* TASK
Transcribe, word for word, the line containing "the red headscarf" and each line following it through the end of the listing below. Omit all other lines.

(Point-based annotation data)
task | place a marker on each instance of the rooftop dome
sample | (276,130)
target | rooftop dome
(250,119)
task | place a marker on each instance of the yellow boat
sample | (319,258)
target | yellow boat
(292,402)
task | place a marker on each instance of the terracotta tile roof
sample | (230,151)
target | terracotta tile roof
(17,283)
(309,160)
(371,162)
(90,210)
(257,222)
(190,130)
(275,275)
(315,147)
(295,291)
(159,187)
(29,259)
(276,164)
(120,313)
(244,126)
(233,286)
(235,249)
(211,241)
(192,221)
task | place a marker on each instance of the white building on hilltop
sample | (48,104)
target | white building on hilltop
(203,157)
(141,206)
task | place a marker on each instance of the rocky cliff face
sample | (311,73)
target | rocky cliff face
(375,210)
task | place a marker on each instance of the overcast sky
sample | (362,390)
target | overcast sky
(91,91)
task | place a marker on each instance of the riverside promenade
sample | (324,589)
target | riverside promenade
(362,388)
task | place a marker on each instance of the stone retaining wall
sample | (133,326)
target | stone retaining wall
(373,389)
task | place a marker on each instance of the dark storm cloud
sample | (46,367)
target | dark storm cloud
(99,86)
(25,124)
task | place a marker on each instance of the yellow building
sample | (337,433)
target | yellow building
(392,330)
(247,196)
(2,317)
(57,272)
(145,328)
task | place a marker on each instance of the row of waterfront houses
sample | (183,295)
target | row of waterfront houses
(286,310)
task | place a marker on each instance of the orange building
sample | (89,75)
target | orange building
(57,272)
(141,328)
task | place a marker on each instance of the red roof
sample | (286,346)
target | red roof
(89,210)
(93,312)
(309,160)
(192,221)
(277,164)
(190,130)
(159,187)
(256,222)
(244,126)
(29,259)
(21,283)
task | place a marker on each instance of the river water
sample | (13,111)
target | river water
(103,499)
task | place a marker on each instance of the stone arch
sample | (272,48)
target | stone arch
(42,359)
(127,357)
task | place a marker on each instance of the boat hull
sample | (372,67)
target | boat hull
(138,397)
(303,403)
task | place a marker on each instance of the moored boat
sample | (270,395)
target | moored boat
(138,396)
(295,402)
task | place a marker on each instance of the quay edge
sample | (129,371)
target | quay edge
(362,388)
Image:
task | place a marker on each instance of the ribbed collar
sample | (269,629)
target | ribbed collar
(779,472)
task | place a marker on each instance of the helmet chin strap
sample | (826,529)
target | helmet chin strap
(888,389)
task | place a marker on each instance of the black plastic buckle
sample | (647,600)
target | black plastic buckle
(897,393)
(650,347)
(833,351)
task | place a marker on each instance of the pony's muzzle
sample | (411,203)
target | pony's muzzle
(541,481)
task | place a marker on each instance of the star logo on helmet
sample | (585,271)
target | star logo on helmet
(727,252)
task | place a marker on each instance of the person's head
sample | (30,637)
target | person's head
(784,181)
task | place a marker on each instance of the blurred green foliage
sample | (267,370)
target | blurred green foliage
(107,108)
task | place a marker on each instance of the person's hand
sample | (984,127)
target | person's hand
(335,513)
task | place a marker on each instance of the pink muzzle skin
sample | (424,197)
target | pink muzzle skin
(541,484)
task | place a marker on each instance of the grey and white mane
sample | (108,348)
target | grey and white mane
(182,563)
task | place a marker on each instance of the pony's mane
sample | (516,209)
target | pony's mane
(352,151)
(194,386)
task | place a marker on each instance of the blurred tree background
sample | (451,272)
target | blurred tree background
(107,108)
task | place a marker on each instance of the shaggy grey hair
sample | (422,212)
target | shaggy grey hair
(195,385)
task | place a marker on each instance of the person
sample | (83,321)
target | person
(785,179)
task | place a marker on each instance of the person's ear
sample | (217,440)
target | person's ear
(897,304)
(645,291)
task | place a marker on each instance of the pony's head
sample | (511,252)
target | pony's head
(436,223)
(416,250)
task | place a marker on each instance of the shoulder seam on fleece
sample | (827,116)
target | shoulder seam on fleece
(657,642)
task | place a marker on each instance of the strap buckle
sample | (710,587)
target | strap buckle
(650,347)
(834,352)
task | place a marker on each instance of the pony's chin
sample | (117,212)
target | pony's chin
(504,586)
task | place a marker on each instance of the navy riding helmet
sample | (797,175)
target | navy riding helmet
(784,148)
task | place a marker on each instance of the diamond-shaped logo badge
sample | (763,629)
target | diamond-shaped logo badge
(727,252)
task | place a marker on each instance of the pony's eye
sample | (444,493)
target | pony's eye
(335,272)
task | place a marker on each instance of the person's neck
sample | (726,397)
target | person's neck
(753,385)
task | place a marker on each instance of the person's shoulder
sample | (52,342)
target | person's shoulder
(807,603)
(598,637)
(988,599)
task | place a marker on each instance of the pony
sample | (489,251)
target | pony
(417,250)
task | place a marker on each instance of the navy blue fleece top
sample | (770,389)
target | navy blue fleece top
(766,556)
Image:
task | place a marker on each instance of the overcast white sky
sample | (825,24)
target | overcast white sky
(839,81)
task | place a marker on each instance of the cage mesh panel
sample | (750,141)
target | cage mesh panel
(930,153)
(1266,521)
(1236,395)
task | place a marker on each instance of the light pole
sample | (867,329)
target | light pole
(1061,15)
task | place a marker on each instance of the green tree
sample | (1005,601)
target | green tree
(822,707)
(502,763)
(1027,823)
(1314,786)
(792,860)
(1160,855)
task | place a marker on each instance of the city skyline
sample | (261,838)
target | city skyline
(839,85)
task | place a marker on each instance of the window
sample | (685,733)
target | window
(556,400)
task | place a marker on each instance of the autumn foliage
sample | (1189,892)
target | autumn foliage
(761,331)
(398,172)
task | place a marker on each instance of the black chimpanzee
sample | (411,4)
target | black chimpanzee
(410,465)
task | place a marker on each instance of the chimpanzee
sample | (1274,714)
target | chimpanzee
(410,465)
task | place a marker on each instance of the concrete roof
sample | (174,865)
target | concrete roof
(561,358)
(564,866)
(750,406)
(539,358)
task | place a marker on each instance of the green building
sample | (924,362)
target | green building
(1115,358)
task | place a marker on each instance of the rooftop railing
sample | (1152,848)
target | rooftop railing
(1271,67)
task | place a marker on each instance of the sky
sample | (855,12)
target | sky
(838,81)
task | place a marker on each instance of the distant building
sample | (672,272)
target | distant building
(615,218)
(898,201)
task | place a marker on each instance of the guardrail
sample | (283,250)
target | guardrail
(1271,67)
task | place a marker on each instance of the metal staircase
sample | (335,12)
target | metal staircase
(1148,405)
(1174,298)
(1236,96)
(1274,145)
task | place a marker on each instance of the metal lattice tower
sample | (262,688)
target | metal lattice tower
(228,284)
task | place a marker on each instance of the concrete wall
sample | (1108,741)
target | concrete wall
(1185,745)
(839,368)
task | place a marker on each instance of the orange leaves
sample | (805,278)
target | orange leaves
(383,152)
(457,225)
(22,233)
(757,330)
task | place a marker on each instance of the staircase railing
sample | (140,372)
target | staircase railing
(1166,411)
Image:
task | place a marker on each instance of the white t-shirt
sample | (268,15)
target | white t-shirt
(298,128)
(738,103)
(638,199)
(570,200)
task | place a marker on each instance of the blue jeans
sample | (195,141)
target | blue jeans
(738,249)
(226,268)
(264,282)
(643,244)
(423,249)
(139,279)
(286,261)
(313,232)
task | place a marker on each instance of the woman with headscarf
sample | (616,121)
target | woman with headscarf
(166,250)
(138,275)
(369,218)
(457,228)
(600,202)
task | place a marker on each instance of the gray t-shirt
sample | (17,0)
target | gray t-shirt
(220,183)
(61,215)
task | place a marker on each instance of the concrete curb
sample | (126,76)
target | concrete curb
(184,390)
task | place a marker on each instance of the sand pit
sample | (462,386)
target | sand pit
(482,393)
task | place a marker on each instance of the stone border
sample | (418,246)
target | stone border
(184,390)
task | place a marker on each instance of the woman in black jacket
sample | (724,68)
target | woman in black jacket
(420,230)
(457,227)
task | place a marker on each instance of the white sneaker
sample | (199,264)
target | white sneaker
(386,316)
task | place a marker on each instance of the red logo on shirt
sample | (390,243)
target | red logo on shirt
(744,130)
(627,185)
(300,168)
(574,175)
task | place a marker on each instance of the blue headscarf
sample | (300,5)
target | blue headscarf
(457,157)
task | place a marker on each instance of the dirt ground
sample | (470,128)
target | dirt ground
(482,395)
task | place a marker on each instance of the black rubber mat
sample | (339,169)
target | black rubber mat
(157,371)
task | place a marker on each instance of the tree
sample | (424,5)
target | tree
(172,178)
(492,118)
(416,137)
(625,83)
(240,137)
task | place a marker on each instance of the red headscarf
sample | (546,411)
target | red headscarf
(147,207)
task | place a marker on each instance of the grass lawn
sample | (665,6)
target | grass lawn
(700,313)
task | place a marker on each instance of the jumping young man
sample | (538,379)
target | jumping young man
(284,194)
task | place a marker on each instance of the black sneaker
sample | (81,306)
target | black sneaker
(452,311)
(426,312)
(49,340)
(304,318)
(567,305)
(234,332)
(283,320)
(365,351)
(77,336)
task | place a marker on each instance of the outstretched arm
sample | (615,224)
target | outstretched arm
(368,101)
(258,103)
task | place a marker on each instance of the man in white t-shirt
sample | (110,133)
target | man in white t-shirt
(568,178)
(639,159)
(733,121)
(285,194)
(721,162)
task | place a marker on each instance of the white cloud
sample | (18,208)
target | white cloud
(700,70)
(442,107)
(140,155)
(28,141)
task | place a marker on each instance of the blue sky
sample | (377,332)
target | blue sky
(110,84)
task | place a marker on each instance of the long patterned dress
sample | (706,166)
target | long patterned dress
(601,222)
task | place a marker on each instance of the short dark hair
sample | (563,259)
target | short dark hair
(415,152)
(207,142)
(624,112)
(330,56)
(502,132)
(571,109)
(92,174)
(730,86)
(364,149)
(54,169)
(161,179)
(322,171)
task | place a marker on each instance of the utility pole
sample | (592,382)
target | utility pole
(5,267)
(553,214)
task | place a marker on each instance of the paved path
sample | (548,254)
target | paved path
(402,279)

* IN RESPONSE
task | place a marker on each instance of the red headscarf
sample | (546,411)
target | red headscarf
(147,207)
task | place a marker on each instance of the grass lawn
sample | (665,6)
target | grass lawn
(700,313)
task | place a marker on each instance of the jumping young man
sample | (538,379)
target | jumping young man
(284,194)
task | place a marker on each instance of the black sneaker
sample | (81,306)
target | black sneaker
(452,311)
(426,312)
(49,340)
(304,318)
(567,305)
(234,332)
(283,320)
(365,351)
(77,336)
task | place a marker on each instance of the outstretched arm
sample | (615,224)
target | outstretched arm
(368,101)
(258,103)
task | place a marker on each instance of the man in white t-shirt
sample | (110,133)
target | man in white t-shirt
(568,178)
(639,159)
(733,121)
(285,194)
(721,162)
task | place a marker on each instance of the white cloud
sample | (18,208)
target | white cloud
(700,70)
(442,107)
(140,155)
(28,141)
task | place a marker on each instance of the blue sky
sample | (377,332)
target | blue sky
(110,84)
task | place a marker on each instance of the long patterned dress
sample | (706,166)
target | long patterned dress
(601,222)
task | place a marker on each instance of the short dark hair
sample | (563,259)
target | short dark hair
(415,152)
(207,142)
(624,112)
(330,56)
(502,132)
(571,109)
(92,174)
(730,86)
(364,149)
(54,169)
(161,179)
(322,171)
task | place a marker on each instance of the utility pole
sample | (592,382)
target | utility pole
(5,267)
(553,214)
task | place a marker on each instance of the paved path
sample | (548,254)
target | paved path
(402,279)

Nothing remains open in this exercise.